This means that the size of the largest element is at least the Fibonacci number of the stack height, which means that you only need quite a small sized stack to have more than you can possibly fit. I use a stack of size 128, which is excessive (this could fit an intmap of size up to \(2^88\) and intmap only supports 64-bit keys), but that’s partly because I want to be able to build up larger intermediate stacks.

I’ve introduced an intmap_builder type which basically maintains this stack so you can build up a whole bunch of unions like this without worrying about the evaluation order. Changing my performance benchmark so that it used this strategy immediately blew the Haskell implementation out of the water by a factor of 2 (I was previously about 60% slower).

But that’s properly cheating. I’m now winning the benchmark because I’m not executing the same program! That’s not remotely reasonable.

But… what if I could make it so that when I do execute the same program, behind the scenes it executes the faster version with intmap_builder.

How could I perform this black magic?

It turns out that I have an advantage that the Haskell version doesn’t: I can tell when I don’t care about intermediate results.

There are two features of the intmap API which are quite nice: Firstly, everything is reference counted. Secondly, all union operations implicitly decref their result (the way you’re supposed to treat this is that every intmap has a uniqueness type which is absorbed by arithmetic operations and that if you want to reuse a value you must pass it to copy. The abstraction is a little leakier than this).

Why is this relevant? Because it means that if an intmap with a refcount of 1 is passed to a union operation we know that we do not care about this intmap for any other reason than the result of this union. In particular we are free to mutate it arbitrarily because any other references to it are now invalid. Woo!

And this means that if we can disguise an intmap_builder as an intmap then when we know that it’s an owned argument of a union we can just push the right hand side onto it and the evaluation order would be sorted out. That’s pretty cool.

We then need to make sure that as soon as you incref it or need to do anything to it that observes its actual value it turns into a real intmap and not a stack of intmaps, but that’s not too bad. There’s a bunch of book-keeping to do around copying and redirects (we can’t always replace an intmap with the result of its union, because we might not own the result of its union). If you care about the details you can read the commit.

It works, too. It’s not quite as fast as just using the intmap_builder directly, mainly because there’s a lot of additional checking that has to be performed (I expect to be able to optimise this somewhat, though it will always be slower), but it’s still significantly faster than the Haskell version.

* [Directions] Write out the intmap passage word for word, from "We then need" up to and including "read the commit.". The lines that follow come from a separate source.

* [Material]
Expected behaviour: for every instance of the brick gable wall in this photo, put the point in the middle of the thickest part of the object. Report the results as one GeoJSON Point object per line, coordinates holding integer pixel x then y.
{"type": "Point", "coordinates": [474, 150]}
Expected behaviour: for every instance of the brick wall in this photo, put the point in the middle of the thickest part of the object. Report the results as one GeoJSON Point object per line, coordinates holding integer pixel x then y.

* [Written response]
We then need to make sure that as soon as you incref it or need to do anything to it that observes its actual value it turns into a real intmap and not a stack of intmaps, but that’s not too bad. There’s a bunch of book-keeping to do around copying and redirects (we can’t always replace an intmap with the result of its union, because we might not own the result of its union). If you care about the details you can read the commit.